GIVEN EXERCISE.
Reproduce every one of the records below word for word, keeping each line in its original order.

Excerpts of labeled region data.
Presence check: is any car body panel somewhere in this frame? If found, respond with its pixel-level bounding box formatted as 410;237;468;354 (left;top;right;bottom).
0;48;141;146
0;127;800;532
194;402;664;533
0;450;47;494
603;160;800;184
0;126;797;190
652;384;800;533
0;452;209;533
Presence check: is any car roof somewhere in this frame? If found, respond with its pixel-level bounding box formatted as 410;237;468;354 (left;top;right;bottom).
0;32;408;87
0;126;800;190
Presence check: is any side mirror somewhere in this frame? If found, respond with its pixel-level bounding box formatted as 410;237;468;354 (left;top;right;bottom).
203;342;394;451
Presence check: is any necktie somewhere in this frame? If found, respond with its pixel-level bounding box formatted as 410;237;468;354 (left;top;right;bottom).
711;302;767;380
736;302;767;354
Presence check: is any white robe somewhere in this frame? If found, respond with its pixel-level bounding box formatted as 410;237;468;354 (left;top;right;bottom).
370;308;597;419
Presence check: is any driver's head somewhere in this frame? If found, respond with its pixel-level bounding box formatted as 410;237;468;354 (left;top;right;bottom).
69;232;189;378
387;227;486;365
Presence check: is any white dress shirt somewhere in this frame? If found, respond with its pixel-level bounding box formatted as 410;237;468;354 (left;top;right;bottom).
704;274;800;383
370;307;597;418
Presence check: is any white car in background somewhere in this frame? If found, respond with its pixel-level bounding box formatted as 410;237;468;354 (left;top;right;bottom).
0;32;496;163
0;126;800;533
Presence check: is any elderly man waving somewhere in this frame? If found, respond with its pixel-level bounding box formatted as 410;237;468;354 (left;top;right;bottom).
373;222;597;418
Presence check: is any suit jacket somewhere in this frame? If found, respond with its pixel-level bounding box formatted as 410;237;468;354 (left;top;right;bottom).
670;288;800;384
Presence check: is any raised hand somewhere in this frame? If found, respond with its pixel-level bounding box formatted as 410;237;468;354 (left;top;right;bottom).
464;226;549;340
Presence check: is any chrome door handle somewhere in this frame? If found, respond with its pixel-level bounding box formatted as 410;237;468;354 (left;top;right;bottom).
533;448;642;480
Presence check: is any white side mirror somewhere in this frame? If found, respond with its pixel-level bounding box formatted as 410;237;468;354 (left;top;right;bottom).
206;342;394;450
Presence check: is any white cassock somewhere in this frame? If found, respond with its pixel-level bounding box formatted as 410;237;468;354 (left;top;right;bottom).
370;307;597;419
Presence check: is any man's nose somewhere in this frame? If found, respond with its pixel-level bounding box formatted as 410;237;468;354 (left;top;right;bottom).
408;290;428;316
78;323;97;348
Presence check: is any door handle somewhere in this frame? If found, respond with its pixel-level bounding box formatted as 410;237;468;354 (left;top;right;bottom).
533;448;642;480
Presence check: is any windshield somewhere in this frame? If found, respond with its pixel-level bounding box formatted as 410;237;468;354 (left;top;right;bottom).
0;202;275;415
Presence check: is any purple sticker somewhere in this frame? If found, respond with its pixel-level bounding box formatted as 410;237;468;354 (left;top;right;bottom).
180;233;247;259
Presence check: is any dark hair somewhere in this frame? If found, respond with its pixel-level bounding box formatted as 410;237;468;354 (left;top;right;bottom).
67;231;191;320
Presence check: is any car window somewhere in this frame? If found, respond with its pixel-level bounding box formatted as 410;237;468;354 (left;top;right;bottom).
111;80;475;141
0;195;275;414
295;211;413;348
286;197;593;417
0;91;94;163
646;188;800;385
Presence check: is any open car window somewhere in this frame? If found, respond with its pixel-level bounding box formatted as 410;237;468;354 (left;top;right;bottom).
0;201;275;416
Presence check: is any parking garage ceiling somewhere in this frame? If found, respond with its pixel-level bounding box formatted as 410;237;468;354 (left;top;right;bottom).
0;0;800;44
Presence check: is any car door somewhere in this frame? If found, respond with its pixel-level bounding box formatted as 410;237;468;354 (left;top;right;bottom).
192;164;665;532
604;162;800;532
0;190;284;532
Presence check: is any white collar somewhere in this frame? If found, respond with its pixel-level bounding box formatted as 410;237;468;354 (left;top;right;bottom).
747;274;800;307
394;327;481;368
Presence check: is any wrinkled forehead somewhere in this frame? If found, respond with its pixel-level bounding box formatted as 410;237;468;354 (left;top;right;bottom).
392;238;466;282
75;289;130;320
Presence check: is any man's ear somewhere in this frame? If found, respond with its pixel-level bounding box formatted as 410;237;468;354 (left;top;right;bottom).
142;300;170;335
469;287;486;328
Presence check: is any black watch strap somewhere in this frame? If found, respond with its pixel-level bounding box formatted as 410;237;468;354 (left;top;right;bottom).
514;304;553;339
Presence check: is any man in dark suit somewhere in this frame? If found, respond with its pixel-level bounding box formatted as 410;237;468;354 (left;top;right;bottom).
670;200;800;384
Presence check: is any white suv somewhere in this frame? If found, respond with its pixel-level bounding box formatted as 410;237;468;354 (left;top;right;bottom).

RESULT.
Presence check: is any car body panel somewhere in this frame? If found, respond with its pixel-level bounding box formatted as 410;237;468;354 (left;top;right;bottom).
0;48;141;146
0;127;800;532
194;402;664;533
0;450;47;494
603;160;800;184
0;126;797;190
652;384;800;533
0;452;209;533
Presence check: is any car roof somewhere in this frame? If found, respond with its pixel-level bounding box formatted as 410;237;468;354 (left;top;right;bottom).
0;32;408;87
0;126;800;190
Presence check: is any side mirror somewhere in this frame? If found, respond with its pixel-level bounding box formatted as 410;237;468;354 (left;top;right;bottom).
203;342;394;451
Presence check: is any necktie somewhere in this frame? If found, respond with its pixel-level bounding box formatted as 410;237;468;354 (left;top;right;bottom).
711;302;767;380
736;302;767;354
Presence check: is any white robe somewhere in this frame? If found, respond with its pixel-level bounding box formatted as 410;237;468;354 (left;top;right;bottom).
370;308;597;419
Presence check: is any driver's head somewhere in this frame? If found, respond with its pixel-level bounding box formatted as 410;237;468;354 (left;top;right;bottom).
69;232;189;378
387;227;486;365
Presence check: is any white dress shirt somewhere in this frame? If found, respond with its pixel-level bounding box formatted as 410;237;468;354 (left;top;right;bottom).
704;274;800;383
370;307;597;418
Presence check: is any white car in background somewhere in this frame? If found, respond with its pixel-level bounding box formatted as 410;237;468;354 (left;top;right;bottom).
0;32;496;163
0;126;800;533
Presence check: is any elderly man waving somewhere in this frame? If found, respond with its pixel-level bounding box formatted as 410;237;468;354 (left;top;right;bottom).
373;222;597;418
Presence check: is any suit jacket somewhere in this frame? If found, respond with its pixel-level bounding box formatted as 410;237;468;354 (left;top;right;bottom).
670;288;800;384
Presence check: is any raised hand somewhere in this frame? If found, respond with its pixel-level bounding box formatted as 410;237;468;354 (left;top;right;bottom).
464;226;549;340
Presence check: is any chrome door handle somewhere in this frame? If found, respond with its pixel-level bounding box formatted as 410;237;468;354 (left;top;right;bottom).
533;448;642;480
Presence check: is any white side mirror somewhere in this frame? If found, respond with its pixel-level bounding box formatted as 410;237;468;354 (left;top;right;bottom).
206;342;394;450
Presence check: is any white cassock somewhere in this frame? If found, respond with its pixel-level bounding box formatted as 410;237;468;354 (left;top;right;bottom).
370;307;597;419
Presence check: is any man's nose somewhere in this frame? If found, respond with its pixel-level bounding box formatted as 410;237;468;354 (left;top;right;bottom).
408;290;428;316
78;323;97;348
Presence check: is any door handle somewhere in this frame? If found, respond with its pixel-level bounding box formatted as 410;237;468;354 (left;top;right;bottom).
533;448;642;480
Presence check: is any windshield somewhere in this frame? If found, respond with its pixel-level bounding box formatted as 410;237;468;354 (left;top;right;bottom).
0;202;275;415
Presence check: is any purple sticker somewhere in this frame? If found, respond with its pixel-level bounding box formatted as 410;237;468;354 (left;top;right;bottom).
180;233;247;259
Presence check: is any dark hair somewhere in this frame? If found, respond with its pixel-level bounding box formatted as 410;237;468;354 (left;top;right;bottom).
67;231;191;320
Presence check: is any car window somewhere in this frame? If found, respond with its pixel-level bounding box formatted as 410;237;468;354 (left;top;right;bottom).
111;80;475;141
0;195;275;414
295;211;413;348
286;197;593;417
0;91;94;163
646;188;800;385
Presence check: is any open car window somewhere in this frame? If found, respond with its pixel-level bounding box formatted as 410;237;468;354 (left;top;right;bottom).
0;201;275;416
Presence check: is any parking garage ceiling somewhere in this frame? If found, respond with its pixel-level bounding box formatted as 410;237;468;354 (left;top;right;bottom).
0;0;800;44
Presence check: is any car door somewhere in this frame? If found, respond with its pixel-level bounding box formatted as 410;237;468;354 (left;top;right;bottom).
192;164;665;532
604;162;800;532
0;190;284;532
Presence check: is any white collar somewhere in this frame? If found, respond with its pixel-level bounding box formatted as 410;237;468;354 (left;top;right;bottom).
747;274;800;307
394;327;481;368
Presence check: is any wrinkled forehead somewhere in this frame? If found, respond with its pixel-level bounding box formatted as 410;237;468;354 (left;top;right;bottom).
392;238;466;282
75;289;130;320
Presence check: is any man's ear somewhere in this frame? If found, respond with its pixel-level bounding box formatted as 410;237;468;354 (left;top;right;bottom).
142;300;170;335
469;287;486;328
Presence check: is any black watch strap somewhere in this frame? If found, respond with its pixel-level bounding box formatted as 410;237;468;354 (left;top;right;bottom).
514;304;553;339
Presence check: is any man in dark suit somewhere in this frame? If found, respond with its pixel-level bounding box formatted as 410;237;468;354 (left;top;right;bottom).
670;200;800;384
Presence check: is any white suv somewhere in this frame? If found, respond with its pixel-level bounding box formatted as 410;237;468;354 (left;top;right;bottom).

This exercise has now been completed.